# [Requirement]
Return the lines beginning at the one that contains "When queried with" and continuing to the end of the entries, including both ends, exactly as written and nothing else.

# [Dataset excerpts]
####################

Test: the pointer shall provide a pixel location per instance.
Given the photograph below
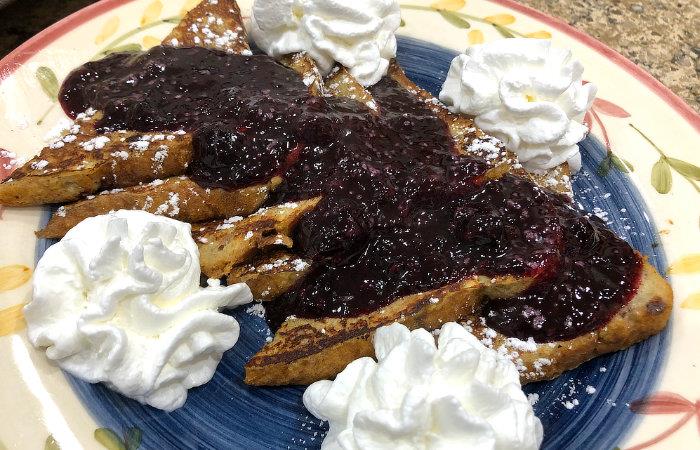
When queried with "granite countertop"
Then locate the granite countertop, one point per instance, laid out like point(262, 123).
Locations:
point(662, 36)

####################

# [Answer to this task]
When queried with "granite countertop"
Then locate the granite countertop, one point per instance, laid out like point(262, 123).
Locations:
point(662, 36)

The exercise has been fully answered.